• [YOUR GOAL]: Your answer must be an exact copy of the records below, minus the pictures.

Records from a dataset
========

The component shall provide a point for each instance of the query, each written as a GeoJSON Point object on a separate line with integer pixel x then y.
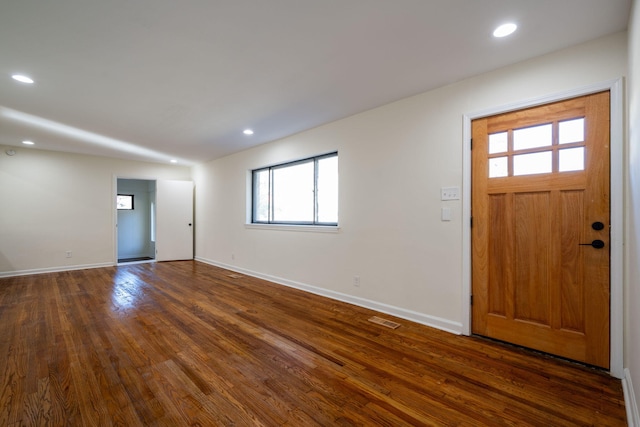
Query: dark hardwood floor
{"type": "Point", "coordinates": [183, 343]}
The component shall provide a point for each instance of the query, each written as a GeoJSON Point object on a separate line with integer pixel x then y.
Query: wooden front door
{"type": "Point", "coordinates": [540, 233]}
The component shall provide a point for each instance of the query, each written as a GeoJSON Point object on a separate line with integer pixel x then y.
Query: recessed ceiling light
{"type": "Point", "coordinates": [22, 78]}
{"type": "Point", "coordinates": [504, 30]}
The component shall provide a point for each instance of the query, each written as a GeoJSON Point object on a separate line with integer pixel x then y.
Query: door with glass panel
{"type": "Point", "coordinates": [540, 234]}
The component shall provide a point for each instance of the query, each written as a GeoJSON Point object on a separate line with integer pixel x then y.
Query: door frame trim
{"type": "Point", "coordinates": [615, 87]}
{"type": "Point", "coordinates": [114, 209]}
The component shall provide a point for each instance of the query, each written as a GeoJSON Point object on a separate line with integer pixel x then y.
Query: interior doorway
{"type": "Point", "coordinates": [136, 213]}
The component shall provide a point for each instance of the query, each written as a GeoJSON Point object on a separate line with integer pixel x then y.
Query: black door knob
{"type": "Point", "coordinates": [598, 244]}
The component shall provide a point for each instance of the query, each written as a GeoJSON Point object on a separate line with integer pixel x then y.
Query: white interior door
{"type": "Point", "coordinates": [174, 220]}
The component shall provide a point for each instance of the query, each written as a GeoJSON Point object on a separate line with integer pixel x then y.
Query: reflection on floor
{"type": "Point", "coordinates": [144, 258]}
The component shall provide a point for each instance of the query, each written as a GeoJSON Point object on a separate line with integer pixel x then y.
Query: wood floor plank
{"type": "Point", "coordinates": [183, 343]}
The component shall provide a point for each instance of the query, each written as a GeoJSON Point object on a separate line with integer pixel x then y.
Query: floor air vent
{"type": "Point", "coordinates": [384, 322]}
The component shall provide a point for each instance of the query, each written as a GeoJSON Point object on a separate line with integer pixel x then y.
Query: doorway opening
{"type": "Point", "coordinates": [136, 214]}
{"type": "Point", "coordinates": [616, 203]}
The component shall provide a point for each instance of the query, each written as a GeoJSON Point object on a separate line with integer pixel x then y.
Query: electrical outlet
{"type": "Point", "coordinates": [450, 193]}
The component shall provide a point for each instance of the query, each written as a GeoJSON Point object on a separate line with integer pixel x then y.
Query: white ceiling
{"type": "Point", "coordinates": [161, 79]}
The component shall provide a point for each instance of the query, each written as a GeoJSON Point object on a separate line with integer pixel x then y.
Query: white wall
{"type": "Point", "coordinates": [54, 202]}
{"type": "Point", "coordinates": [632, 342]}
{"type": "Point", "coordinates": [393, 160]}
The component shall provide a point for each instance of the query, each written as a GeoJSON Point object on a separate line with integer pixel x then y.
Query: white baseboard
{"type": "Point", "coordinates": [424, 319]}
{"type": "Point", "coordinates": [53, 269]}
{"type": "Point", "coordinates": [630, 402]}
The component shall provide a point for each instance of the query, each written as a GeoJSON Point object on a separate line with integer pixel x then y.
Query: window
{"type": "Point", "coordinates": [124, 202]}
{"type": "Point", "coordinates": [546, 148]}
{"type": "Point", "coordinates": [304, 192]}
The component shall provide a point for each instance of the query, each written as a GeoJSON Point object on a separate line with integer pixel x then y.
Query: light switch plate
{"type": "Point", "coordinates": [450, 193]}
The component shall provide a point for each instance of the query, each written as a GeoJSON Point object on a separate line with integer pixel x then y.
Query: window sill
{"type": "Point", "coordinates": [294, 227]}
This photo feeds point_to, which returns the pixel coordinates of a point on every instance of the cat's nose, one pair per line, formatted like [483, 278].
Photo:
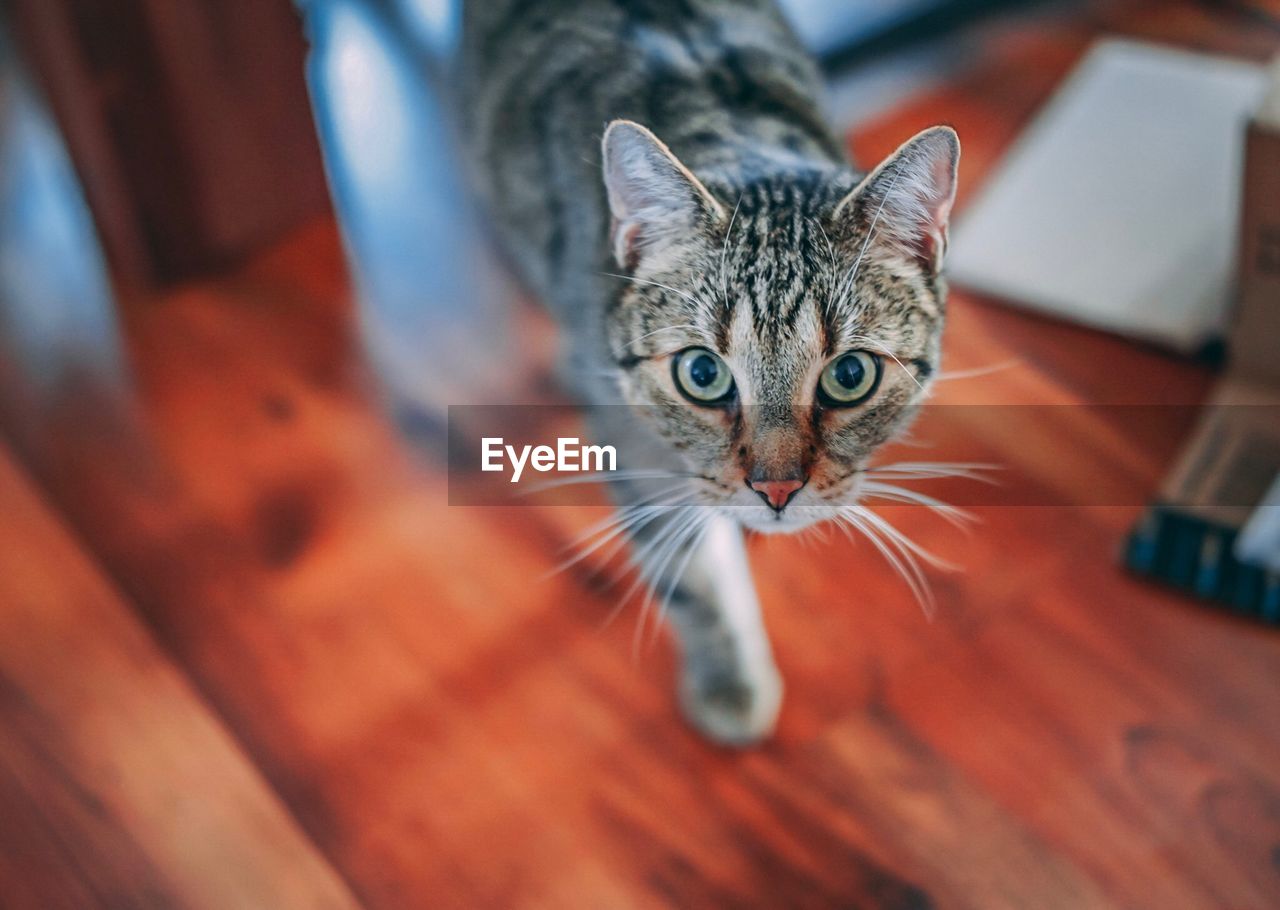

========

• [OUTPUT BELOW]:
The component shall provide a point for each instance of the query, each written as a GeoJSON Point object on a separate line with integer pixel x then y.
Query: dark hardwood floor
{"type": "Point", "coordinates": [183, 343]}
The component shall provide a point for each instance of the query, each written as a GeoJSON Point object on a separate line with integer pixel x then y.
Query: wooden front door
{"type": "Point", "coordinates": [540, 233]}
The component shall provide a point for each instance of the query, each written as a GeoJSON Point object on a separate line with integer pixel x then y.
Query: recessed ceiling light
{"type": "Point", "coordinates": [22, 78]}
{"type": "Point", "coordinates": [504, 30]}
The component shall provide a point for each instance of the query, each written as a GeoJSON Point object on a separate line with integer pixel x then y.
Query: door with glass panel
{"type": "Point", "coordinates": [540, 234]}
The component shall provide a point for each instance of the query, each written as a GeoJSON Point object on a separate line with integer pixel x then y.
Query: door frame trim
{"type": "Point", "coordinates": [615, 87]}
{"type": "Point", "coordinates": [114, 209]}
The component shall provide a point for each instance of the query, each written as a GeoJSON Point object on a separate line with integer pixel x then y.
Query: interior doorway
{"type": "Point", "coordinates": [136, 213]}
The component shall provide a point for each instance of the query, each written as a GeoJSON Point object on a separate line with integer pixel x then y.
Query: black door knob
{"type": "Point", "coordinates": [598, 244]}
The component shall provide a point for each instance of the query, each written as a GeoJSON Point object on a separate line with integer pixel x then y.
Query: white interior door
{"type": "Point", "coordinates": [174, 220]}
The component shall provide a point for each instance of the query, each written as a GeoJSON Point object on a separate line with integer pixel x then y.
Query: reflection on floor
{"type": "Point", "coordinates": [144, 258]}
The component shall provide a point for each instance of the query, each written as a GeoJSON Point object on a separate line with integer pixel x then y.
Query: wood floor plank
{"type": "Point", "coordinates": [183, 343]}
The component shall provide a point for each instance of the query, each written as a GeoJSON Point object on a separate line with integer pixel x then y.
Query: floor air vent
{"type": "Point", "coordinates": [384, 322]}
The component shall provide a point for each instance of the query, each written as a GeoJSON Point object on a separate line with integer pixel x then y.
Query: doorway opening
{"type": "Point", "coordinates": [136, 214]}
{"type": "Point", "coordinates": [616, 203]}
The component shall provide a point for each instance of the query, each written as a GeoJSON Point object on a separate line with integer pixel x then y.
Query: electrical outlet
{"type": "Point", "coordinates": [450, 193]}
The component shall provide a point for each instance of the query, each written as a GeoJSON Point object on a separate line with integer pixel x then y.
Query: white ceiling
{"type": "Point", "coordinates": [161, 79]}
The component shall provide a point for each instance of the query, each written as a GeoJSON Point object on a separate line with integer pixel x then y.
Query: white wall
{"type": "Point", "coordinates": [54, 202]}
{"type": "Point", "coordinates": [632, 342]}
{"type": "Point", "coordinates": [393, 160]}
The component shall provide a point for each instance of the query, each written as a GeoJSON Point object on a separate line with integer pixel x then y.
Query: white baseboard
{"type": "Point", "coordinates": [424, 319]}
{"type": "Point", "coordinates": [53, 269]}
{"type": "Point", "coordinates": [630, 402]}
The component shall provide a point for each instance of the query, each written as a GeoJSON Point object on a separate line with integer pixel x then y.
Query: window
{"type": "Point", "coordinates": [124, 202]}
{"type": "Point", "coordinates": [546, 148]}
{"type": "Point", "coordinates": [304, 192]}
The component shall provide a point for each instance of the query, each written as a GeoJSON Point object on a separate line with integer pixel x then y.
Query: light switch plate
{"type": "Point", "coordinates": [450, 193]}
The component shall provide a point for each instance of the query, each written as a GeoJSON Point object on a separate line with integer pixel x then y.
Query: window sill
{"type": "Point", "coordinates": [294, 227]}
This photo feeds point_to, which returns the pixel coordinates of a point on every instance of the cat's nose, one pair per line, formatted like [483, 278].
Photo:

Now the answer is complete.